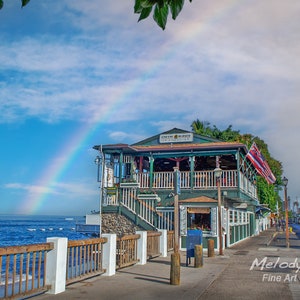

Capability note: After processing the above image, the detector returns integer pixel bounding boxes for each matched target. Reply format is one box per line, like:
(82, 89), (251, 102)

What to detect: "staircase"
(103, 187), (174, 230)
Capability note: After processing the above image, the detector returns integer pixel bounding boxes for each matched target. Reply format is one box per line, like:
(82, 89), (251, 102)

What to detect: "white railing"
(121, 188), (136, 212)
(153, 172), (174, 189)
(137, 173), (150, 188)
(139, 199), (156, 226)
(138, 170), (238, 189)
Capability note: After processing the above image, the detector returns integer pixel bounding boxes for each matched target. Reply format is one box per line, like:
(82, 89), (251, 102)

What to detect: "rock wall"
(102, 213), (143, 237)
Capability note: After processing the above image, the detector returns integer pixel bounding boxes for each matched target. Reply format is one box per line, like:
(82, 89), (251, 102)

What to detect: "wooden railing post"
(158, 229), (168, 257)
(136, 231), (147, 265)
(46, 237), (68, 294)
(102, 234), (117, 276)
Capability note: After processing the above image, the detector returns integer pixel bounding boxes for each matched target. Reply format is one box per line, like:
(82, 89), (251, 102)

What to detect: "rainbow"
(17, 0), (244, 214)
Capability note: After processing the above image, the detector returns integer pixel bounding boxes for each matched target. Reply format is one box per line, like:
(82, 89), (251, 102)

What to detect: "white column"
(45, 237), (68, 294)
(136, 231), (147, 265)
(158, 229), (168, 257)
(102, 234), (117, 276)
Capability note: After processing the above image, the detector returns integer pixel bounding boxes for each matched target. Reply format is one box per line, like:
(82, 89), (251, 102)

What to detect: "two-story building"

AIM OF THE TASK:
Render the listing above as a numbered list with one line per entry, skipping blank lines and leaving out the pictures.

FULL ANSWER:
1. Capability note: After processing the above image, the detector returns integer pixel bounding boxes for each matched target. Reply format is one box per line, like:
2. (82, 89), (251, 102)
3. What to detect: "staircase"
4. (103, 187), (174, 230)
5. Capability note: After processing the above image, the detector returns integer pixel bounding boxes for each matched target. Reply format is one box per line, like:
6. (82, 89), (251, 102)
7. What to detect: "white railing"
8. (121, 188), (136, 212)
9. (153, 172), (174, 189)
10. (137, 173), (150, 188)
11. (139, 199), (156, 226)
12. (138, 170), (238, 189)
13. Capability note: After processing the above image, the detector returns integer pixel bounding boxes for each matched target. Reply format is one box per line, like:
14. (82, 89), (251, 102)
15. What to detect: "rock wall"
16. (102, 213), (143, 237)
17. Capability note: After processing the above image, the detector returns integer pixel bounding boxes for each matched target. Reply format is one box per line, like:
18. (82, 89), (251, 102)
19. What to detect: "wooden railing post"
20. (158, 229), (168, 257)
21. (136, 231), (147, 265)
22. (46, 237), (68, 294)
23. (102, 234), (117, 276)
24. Capability note: After processing the above image, the detector returns integer pixel bounding boxes for each matched target. Reply format is one box per line, like:
25. (82, 89), (251, 102)
26. What to detect: "rainbow"
27. (17, 0), (244, 214)
28. Capability note: After processing the above image, the detector returns integer pixel bounding boxes for each matched target. Reply format is one box per line, like:
29. (82, 89), (251, 102)
30. What to detect: "white column"
31. (45, 237), (68, 294)
32. (136, 231), (147, 265)
33. (158, 229), (168, 257)
34. (102, 234), (117, 276)
35. Capability note: After processing the above image, the detector returns integer pixel bounding boxes for each matched target. Reply format is one box per line, like:
36. (82, 89), (251, 102)
37. What to detect: "two-story building"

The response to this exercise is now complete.